What the exercise asks - Convert the stretch from the line containing "Pin each instance of the bell" through the end of the rows, both ends included, into a JSON list of strings with one string per line and blank lines left out.

Data provided -

**********

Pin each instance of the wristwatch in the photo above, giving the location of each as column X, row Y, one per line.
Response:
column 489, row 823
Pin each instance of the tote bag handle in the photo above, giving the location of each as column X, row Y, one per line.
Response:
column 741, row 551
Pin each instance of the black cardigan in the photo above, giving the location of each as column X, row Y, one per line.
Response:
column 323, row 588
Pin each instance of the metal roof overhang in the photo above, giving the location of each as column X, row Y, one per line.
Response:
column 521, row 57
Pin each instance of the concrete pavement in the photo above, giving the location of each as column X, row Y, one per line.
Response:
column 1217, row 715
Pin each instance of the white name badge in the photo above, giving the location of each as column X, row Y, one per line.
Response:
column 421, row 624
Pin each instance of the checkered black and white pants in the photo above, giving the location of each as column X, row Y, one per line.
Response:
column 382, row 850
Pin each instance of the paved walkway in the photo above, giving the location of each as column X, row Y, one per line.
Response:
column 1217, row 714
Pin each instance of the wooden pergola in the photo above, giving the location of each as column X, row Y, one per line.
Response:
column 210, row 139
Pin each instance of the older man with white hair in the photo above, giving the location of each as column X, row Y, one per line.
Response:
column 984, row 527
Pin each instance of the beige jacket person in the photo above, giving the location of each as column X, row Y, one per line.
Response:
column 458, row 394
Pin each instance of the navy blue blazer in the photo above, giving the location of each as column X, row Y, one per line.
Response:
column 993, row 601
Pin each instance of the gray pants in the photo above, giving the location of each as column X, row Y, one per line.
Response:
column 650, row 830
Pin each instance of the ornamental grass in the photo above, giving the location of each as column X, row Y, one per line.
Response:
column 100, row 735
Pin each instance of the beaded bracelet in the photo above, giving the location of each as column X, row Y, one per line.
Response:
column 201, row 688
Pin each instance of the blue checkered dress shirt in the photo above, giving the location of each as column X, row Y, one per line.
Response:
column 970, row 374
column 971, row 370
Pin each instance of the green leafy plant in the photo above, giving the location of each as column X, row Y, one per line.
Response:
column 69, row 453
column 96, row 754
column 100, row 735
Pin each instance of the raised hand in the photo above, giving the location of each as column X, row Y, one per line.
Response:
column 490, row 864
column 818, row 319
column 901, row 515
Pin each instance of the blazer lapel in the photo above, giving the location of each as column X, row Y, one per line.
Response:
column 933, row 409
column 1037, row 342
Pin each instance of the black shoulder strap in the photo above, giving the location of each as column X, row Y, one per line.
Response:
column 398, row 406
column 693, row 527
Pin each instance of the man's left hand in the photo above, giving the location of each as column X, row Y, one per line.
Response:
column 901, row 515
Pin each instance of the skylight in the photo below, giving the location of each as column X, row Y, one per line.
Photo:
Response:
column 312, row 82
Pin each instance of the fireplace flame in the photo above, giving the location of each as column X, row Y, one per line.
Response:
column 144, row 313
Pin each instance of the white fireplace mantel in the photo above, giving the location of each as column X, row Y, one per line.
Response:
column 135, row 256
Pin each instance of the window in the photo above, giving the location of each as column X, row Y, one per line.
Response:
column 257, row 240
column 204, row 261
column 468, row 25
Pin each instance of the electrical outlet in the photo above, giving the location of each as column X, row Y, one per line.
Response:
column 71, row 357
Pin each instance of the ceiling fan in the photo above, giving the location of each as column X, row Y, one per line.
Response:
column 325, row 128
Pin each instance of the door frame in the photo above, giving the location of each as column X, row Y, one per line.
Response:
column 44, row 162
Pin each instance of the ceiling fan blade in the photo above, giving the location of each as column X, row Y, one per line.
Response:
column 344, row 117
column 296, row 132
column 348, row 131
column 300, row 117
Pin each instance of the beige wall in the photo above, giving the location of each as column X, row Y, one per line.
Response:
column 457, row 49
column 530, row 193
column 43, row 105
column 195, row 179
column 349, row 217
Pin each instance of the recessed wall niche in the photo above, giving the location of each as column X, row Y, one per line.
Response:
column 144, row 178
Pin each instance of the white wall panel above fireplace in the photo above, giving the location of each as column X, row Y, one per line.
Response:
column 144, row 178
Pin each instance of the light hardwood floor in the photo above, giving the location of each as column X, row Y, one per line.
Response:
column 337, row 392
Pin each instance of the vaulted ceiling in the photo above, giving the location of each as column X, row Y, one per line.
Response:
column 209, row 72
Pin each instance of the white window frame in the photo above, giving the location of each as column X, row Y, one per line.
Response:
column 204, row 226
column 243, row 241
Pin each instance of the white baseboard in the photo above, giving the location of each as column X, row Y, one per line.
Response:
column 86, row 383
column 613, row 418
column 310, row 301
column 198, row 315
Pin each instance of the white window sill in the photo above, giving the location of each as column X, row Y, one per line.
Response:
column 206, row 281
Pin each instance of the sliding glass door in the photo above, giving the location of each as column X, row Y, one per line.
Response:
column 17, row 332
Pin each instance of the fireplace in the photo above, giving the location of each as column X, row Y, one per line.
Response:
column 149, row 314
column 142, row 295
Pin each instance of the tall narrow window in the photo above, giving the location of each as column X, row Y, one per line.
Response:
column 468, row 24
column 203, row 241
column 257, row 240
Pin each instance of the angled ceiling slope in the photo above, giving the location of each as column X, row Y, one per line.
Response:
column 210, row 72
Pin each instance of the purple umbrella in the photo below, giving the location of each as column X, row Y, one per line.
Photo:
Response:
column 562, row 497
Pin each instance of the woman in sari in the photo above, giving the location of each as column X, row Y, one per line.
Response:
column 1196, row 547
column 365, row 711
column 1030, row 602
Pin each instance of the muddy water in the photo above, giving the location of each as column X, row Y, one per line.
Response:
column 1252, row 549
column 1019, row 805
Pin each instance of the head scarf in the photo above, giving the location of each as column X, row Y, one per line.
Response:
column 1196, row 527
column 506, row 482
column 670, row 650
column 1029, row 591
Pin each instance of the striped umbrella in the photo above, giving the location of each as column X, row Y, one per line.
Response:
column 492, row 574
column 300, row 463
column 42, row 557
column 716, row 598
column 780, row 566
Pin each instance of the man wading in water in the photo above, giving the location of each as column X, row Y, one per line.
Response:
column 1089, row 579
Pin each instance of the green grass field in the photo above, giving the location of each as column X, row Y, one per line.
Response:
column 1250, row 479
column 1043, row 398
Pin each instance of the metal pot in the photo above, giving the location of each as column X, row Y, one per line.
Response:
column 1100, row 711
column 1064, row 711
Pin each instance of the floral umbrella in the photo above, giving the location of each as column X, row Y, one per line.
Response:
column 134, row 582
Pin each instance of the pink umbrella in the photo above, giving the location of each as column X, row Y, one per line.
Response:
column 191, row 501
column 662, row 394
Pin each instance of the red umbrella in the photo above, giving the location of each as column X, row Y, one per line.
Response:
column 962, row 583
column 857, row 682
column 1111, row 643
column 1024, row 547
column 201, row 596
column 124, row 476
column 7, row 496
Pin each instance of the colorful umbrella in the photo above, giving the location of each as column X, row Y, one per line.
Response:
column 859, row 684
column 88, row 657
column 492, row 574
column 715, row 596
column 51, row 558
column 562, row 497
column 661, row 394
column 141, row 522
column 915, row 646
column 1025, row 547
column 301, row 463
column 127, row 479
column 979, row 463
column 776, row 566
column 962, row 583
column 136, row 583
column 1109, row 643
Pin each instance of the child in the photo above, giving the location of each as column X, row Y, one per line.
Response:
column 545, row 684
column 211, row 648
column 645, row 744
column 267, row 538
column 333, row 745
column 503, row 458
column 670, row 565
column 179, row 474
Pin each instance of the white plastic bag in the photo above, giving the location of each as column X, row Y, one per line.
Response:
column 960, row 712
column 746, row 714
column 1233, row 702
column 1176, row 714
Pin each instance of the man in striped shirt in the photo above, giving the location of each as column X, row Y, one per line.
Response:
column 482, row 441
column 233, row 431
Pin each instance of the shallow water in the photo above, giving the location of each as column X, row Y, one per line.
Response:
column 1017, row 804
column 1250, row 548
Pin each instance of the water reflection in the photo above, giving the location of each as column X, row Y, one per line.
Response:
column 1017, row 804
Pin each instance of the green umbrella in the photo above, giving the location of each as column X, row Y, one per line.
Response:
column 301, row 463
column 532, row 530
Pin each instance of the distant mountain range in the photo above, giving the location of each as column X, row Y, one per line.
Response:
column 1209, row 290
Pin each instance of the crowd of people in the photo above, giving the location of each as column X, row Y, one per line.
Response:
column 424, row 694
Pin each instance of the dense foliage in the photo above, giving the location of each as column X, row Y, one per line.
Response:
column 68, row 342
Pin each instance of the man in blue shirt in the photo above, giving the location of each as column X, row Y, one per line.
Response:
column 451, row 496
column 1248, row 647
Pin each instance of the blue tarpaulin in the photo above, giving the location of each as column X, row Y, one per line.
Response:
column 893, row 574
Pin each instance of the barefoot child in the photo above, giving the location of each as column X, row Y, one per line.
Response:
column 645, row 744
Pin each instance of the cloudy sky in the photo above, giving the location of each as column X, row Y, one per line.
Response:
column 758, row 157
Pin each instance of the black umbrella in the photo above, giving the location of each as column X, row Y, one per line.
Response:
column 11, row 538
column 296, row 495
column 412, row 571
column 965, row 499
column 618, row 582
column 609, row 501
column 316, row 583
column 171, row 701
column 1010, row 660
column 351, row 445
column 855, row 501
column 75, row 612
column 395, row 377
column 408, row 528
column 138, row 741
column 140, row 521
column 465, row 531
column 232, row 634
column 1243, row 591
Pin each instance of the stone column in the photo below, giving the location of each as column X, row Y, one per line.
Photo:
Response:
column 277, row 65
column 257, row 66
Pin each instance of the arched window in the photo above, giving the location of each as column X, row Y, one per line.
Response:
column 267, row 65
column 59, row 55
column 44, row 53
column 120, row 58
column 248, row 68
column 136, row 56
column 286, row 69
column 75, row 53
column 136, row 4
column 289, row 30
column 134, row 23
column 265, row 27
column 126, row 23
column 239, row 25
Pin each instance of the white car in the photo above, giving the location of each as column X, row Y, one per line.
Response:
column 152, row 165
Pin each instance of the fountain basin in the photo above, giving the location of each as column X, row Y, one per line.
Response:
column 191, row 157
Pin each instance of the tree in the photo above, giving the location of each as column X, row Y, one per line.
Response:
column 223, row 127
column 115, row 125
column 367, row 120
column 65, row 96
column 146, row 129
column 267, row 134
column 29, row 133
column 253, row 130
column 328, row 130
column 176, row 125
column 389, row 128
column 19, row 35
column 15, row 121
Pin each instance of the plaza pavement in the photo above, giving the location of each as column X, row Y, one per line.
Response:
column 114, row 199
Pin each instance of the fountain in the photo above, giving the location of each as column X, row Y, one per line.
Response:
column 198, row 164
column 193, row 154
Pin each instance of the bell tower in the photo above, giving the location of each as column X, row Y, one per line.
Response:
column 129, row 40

**********

Task result -
[
  "Pin each instance of the bell tower in the photo above, giving the location of each as column X, row Y, one per line.",
  "Response:",
  "column 129, row 40"
]